Scan the entries and copy each line where the word "eyeglasses" is present.

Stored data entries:
━━━━━━━━━━━━━━━━━━━━

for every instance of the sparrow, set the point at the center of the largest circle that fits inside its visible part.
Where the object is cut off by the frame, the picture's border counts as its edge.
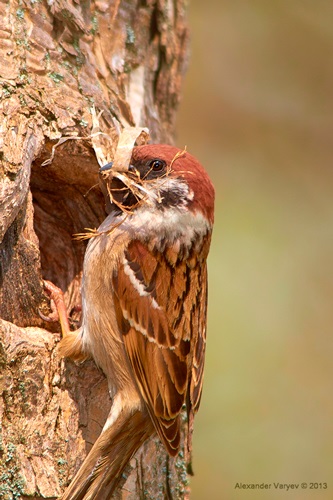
(144, 307)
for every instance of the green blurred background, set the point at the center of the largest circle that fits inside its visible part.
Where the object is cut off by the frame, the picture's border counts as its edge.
(257, 111)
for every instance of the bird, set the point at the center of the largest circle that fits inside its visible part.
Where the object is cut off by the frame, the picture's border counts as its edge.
(144, 307)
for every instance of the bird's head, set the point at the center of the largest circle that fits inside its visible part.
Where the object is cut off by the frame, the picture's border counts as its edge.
(161, 177)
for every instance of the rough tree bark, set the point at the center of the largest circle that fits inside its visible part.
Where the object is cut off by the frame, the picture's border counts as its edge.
(57, 60)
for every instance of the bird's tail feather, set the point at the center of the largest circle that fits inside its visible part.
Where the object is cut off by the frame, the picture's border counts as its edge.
(101, 471)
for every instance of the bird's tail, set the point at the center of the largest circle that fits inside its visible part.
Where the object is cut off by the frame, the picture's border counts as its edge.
(101, 471)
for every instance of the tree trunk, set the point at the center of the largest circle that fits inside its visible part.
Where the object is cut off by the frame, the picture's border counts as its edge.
(58, 60)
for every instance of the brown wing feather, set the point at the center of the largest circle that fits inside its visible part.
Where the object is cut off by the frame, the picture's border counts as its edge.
(161, 310)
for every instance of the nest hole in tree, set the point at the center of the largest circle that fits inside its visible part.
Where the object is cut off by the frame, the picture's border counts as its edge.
(67, 200)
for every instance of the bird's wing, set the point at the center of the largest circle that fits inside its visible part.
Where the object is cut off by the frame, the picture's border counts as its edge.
(160, 300)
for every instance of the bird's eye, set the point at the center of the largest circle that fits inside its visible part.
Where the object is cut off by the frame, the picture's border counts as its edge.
(157, 165)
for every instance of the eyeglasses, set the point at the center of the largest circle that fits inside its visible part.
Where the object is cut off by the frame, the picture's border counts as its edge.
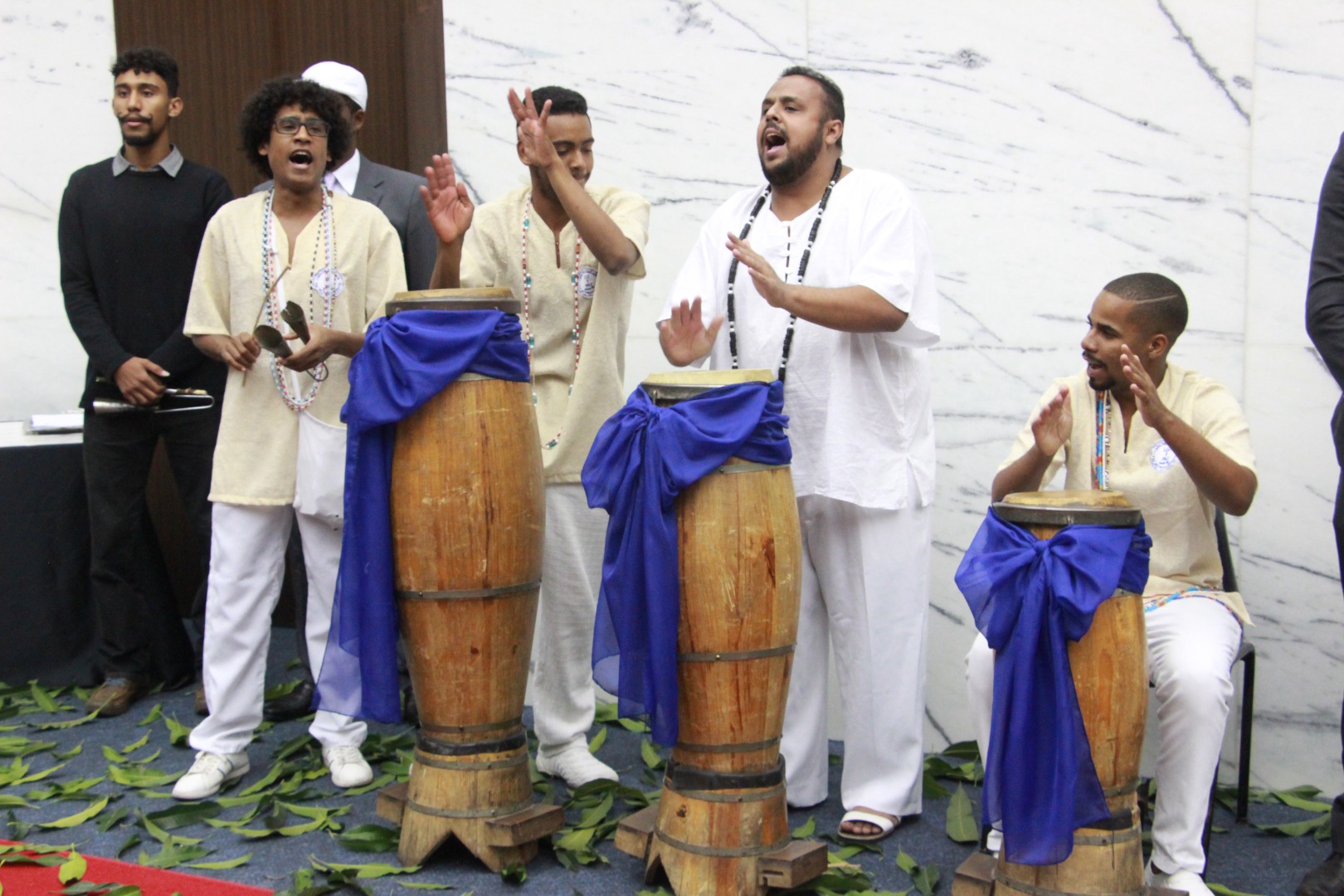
(290, 125)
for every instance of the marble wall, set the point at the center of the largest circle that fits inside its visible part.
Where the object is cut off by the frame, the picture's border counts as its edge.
(1051, 145)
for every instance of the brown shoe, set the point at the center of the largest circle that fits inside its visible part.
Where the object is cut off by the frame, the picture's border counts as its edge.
(113, 696)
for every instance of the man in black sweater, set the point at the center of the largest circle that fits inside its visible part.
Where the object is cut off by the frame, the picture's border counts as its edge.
(129, 231)
(1326, 327)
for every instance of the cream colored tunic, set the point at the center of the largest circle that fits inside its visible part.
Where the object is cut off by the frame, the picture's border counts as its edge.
(492, 256)
(1176, 514)
(258, 433)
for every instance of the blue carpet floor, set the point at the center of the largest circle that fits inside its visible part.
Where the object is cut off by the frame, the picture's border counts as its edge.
(85, 762)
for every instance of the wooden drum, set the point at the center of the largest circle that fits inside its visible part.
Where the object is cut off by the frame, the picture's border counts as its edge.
(1110, 677)
(468, 519)
(723, 811)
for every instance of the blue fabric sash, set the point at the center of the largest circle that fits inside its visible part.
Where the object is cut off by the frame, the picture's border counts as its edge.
(407, 360)
(1029, 598)
(643, 458)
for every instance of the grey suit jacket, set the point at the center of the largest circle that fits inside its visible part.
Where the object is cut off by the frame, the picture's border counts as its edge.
(397, 193)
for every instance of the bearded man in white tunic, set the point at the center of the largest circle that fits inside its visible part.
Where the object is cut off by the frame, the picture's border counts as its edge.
(824, 273)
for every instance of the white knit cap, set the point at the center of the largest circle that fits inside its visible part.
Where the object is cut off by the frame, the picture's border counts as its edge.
(342, 78)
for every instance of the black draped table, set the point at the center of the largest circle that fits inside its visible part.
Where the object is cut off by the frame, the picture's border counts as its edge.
(47, 627)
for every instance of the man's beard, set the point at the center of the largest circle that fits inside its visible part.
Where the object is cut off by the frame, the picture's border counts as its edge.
(796, 165)
(147, 139)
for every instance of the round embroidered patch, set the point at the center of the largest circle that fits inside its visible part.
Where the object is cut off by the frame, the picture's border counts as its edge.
(1163, 457)
(587, 281)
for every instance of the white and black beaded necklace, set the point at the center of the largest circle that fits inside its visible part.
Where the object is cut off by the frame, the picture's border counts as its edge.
(802, 270)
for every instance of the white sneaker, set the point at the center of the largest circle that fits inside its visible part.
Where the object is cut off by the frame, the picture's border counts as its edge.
(1185, 880)
(210, 772)
(574, 765)
(348, 766)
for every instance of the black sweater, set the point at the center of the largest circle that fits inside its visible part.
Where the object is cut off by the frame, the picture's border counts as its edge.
(128, 253)
(1326, 292)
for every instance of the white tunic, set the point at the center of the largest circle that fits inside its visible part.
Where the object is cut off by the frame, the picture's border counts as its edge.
(860, 416)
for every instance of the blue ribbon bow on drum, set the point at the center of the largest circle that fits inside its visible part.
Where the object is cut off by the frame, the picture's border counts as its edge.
(1029, 598)
(644, 455)
(407, 360)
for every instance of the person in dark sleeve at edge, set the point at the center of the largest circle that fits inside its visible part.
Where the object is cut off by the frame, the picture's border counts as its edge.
(129, 232)
(1326, 327)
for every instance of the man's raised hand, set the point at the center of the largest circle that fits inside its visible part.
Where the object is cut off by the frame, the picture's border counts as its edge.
(1053, 426)
(684, 336)
(446, 202)
(535, 144)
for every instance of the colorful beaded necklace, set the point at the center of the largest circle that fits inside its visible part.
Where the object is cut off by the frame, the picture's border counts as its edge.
(527, 310)
(1101, 460)
(325, 281)
(802, 270)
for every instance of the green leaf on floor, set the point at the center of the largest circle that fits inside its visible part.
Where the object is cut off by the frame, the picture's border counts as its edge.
(43, 699)
(370, 839)
(1298, 802)
(184, 815)
(177, 731)
(363, 872)
(134, 747)
(138, 777)
(78, 818)
(923, 878)
(112, 820)
(962, 818)
(223, 865)
(173, 855)
(62, 726)
(1298, 828)
(73, 868)
(650, 755)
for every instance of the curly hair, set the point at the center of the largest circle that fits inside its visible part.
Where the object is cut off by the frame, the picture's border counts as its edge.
(149, 61)
(261, 109)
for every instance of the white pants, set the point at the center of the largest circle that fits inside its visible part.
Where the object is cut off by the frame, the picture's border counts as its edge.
(866, 592)
(246, 563)
(562, 652)
(1191, 646)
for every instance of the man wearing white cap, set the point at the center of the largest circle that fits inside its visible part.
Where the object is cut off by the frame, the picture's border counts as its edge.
(397, 195)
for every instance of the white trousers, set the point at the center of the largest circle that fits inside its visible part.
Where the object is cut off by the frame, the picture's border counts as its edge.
(563, 699)
(246, 563)
(1191, 646)
(864, 592)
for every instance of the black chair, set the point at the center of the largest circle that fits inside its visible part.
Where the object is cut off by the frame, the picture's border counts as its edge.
(1246, 655)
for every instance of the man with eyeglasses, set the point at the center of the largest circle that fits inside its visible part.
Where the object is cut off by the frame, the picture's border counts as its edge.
(281, 451)
(397, 195)
(129, 232)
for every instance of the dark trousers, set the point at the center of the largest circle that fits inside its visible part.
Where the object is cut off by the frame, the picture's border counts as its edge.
(140, 629)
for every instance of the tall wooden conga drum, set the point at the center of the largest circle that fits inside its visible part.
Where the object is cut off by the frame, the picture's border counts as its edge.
(1110, 677)
(722, 822)
(468, 519)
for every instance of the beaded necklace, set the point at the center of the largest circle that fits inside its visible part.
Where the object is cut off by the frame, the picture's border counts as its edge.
(527, 308)
(325, 281)
(1101, 460)
(802, 270)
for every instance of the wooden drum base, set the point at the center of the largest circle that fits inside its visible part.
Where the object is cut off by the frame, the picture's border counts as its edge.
(721, 843)
(483, 800)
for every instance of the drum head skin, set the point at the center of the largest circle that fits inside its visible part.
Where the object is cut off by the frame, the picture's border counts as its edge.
(455, 299)
(1070, 507)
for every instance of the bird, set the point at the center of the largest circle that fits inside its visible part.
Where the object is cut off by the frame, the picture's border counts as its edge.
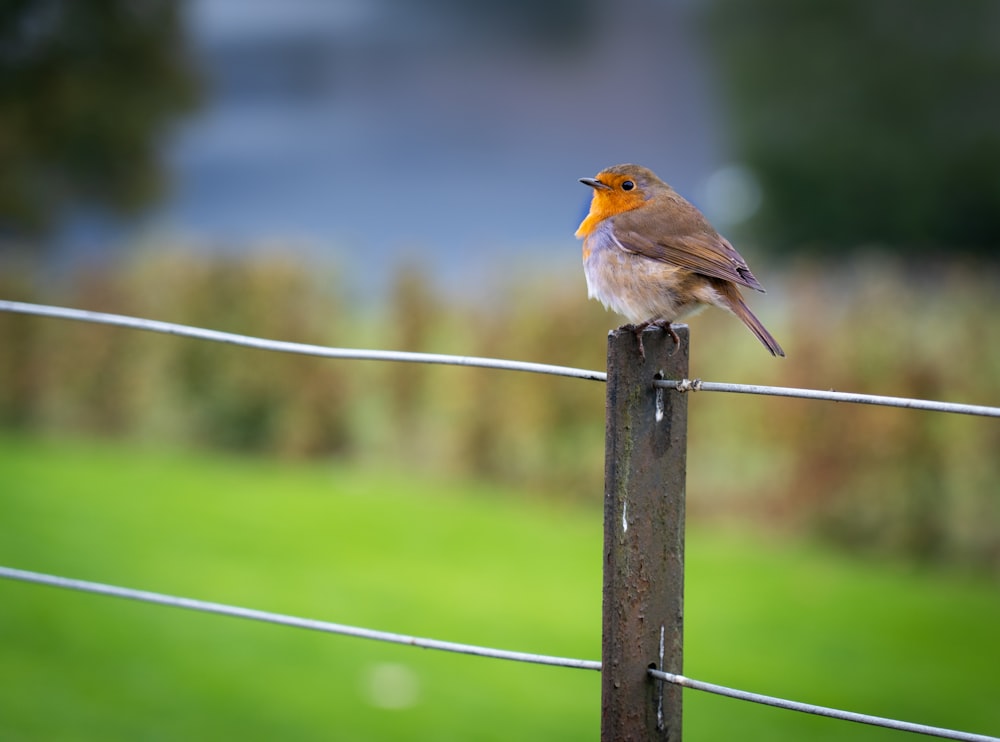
(652, 256)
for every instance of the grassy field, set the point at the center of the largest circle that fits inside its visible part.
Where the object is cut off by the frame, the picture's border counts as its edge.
(451, 560)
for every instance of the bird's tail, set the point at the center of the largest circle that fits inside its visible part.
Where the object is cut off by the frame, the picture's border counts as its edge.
(738, 307)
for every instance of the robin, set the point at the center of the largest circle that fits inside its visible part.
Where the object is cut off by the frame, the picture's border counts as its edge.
(651, 256)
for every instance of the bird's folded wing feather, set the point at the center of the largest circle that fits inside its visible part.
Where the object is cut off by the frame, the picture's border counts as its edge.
(685, 239)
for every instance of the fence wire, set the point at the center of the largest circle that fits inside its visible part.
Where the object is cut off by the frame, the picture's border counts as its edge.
(174, 601)
(222, 609)
(682, 385)
(808, 708)
(359, 354)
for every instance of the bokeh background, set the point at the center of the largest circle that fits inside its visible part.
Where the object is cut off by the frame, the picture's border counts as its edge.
(402, 174)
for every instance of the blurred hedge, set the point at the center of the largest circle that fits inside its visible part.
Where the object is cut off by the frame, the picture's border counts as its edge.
(903, 482)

━━━━━━━━━━━━━━━━━━━━

• Answer to the problem:
for every instance of the eyeglasses, set the point at the center of the largest circle that fits inside its visible part.
for every instance of the man with eyeglasses, set the point at the center of the largest circle that fits inside its visible part.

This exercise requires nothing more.